## DONNÉES EXTRAITES
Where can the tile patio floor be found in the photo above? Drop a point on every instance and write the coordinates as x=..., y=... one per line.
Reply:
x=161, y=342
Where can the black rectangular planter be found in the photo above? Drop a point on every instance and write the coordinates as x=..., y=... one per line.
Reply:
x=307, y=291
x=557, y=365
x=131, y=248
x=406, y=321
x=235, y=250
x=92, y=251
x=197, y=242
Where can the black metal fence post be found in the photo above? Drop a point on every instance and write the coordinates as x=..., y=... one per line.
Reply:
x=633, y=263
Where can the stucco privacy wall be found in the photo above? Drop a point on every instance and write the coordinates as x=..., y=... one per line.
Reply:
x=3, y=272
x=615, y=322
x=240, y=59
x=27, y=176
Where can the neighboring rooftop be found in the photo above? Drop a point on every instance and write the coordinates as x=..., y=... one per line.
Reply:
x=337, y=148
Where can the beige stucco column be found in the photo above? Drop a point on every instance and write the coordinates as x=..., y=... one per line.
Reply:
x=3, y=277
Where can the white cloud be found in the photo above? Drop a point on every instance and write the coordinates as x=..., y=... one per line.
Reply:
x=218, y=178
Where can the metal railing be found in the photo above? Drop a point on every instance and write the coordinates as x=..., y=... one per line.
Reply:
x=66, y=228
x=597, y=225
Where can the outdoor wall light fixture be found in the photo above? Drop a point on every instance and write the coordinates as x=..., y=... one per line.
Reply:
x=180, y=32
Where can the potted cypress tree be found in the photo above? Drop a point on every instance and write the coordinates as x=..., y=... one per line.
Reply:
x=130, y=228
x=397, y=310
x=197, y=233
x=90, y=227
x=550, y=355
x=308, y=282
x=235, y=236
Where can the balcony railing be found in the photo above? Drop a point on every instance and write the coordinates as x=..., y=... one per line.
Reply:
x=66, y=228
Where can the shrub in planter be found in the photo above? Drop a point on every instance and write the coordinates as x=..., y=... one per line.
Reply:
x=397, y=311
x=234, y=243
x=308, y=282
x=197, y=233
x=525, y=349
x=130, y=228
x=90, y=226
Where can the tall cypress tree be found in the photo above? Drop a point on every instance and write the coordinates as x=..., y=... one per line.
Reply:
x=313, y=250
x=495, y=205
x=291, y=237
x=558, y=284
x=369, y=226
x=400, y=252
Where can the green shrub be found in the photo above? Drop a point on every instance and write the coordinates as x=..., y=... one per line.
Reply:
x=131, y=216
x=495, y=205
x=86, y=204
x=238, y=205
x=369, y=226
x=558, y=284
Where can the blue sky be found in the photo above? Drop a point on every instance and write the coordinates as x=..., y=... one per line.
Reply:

## CONSIGNE
Transcrivez mot pour mot, s'il vous plaît, l'ensemble des items ci-dessus.

## RÉSULTAT
Where can the tile patio floor be found in the photo above? Drop a point on every instance and write the coordinates as x=..., y=... one per line.
Reply:
x=161, y=342
Where can the black rectangular planter be found in the photo above? Drop a point on every instance and write the coordinates as x=..., y=... one per line.
Reply:
x=307, y=291
x=557, y=365
x=131, y=248
x=406, y=321
x=235, y=250
x=92, y=251
x=197, y=242
Where can the black metal fence post be found in the photo above? Drop a point on every instance and write the coordinates as x=..., y=... one per line.
Reply:
x=633, y=263
Where can the stucco privacy wall be found in the photo above? Drop a point on every instance and write the coordinates as x=..., y=... one per line.
Reply:
x=3, y=272
x=615, y=322
x=240, y=59
x=27, y=176
Where can the neighboring rooftop be found in the photo above? Drop a point on every instance and write the coordinates as x=..., y=... one per line.
Reply:
x=337, y=148
Where can the beige stucco column be found in the photo above? Drop a point on every instance and write the coordinates as x=..., y=... one per line.
Reply:
x=3, y=277
Where can the white cloud be found in the photo above? Drop a point on every instance and write the coordinates as x=..., y=... one per line.
Reply:
x=218, y=178
Where can the metal railing be found in the photo above? Drop a point on every instance and write the coordinates as x=..., y=... one per line.
Reply:
x=66, y=228
x=597, y=225
Where can the outdoor wall light fixture be found in the photo above? Drop a point on every instance and write the coordinates as x=..., y=... one per line.
Reply:
x=180, y=32
Where can the potted cypress tree be found in the photo above? Drop a point on every instance and write the coordinates as x=..., y=... one per line.
Reply:
x=130, y=228
x=397, y=310
x=197, y=233
x=90, y=227
x=550, y=355
x=308, y=282
x=235, y=236
Where can the balcony railing be found in the photo above? Drop a point on every instance and write the coordinates as x=..., y=... one per line.
Reply:
x=66, y=228
Where can the shrub in planter be found in the photo above? Drop a point on every instance and write the coordinates as x=..., y=... one per line.
Reply:
x=397, y=311
x=234, y=243
x=308, y=282
x=197, y=233
x=525, y=349
x=130, y=228
x=90, y=226
Where can the tall cypress tree be found in the photo above? Drop a point on every instance and write the coordinates as x=..., y=... one per line.
Reply:
x=313, y=250
x=495, y=205
x=291, y=237
x=558, y=284
x=369, y=226
x=400, y=252
Where can the green shrub be found in the photo above? Drop a point on every instance and write the coordinates as x=..., y=... one per line.
Reply:
x=131, y=216
x=495, y=205
x=86, y=204
x=238, y=205
x=369, y=226
x=558, y=284
Where can the blue sky be found in the photo above? Drop a point on every instance and write the coordinates as x=..., y=... one per line.
Reply:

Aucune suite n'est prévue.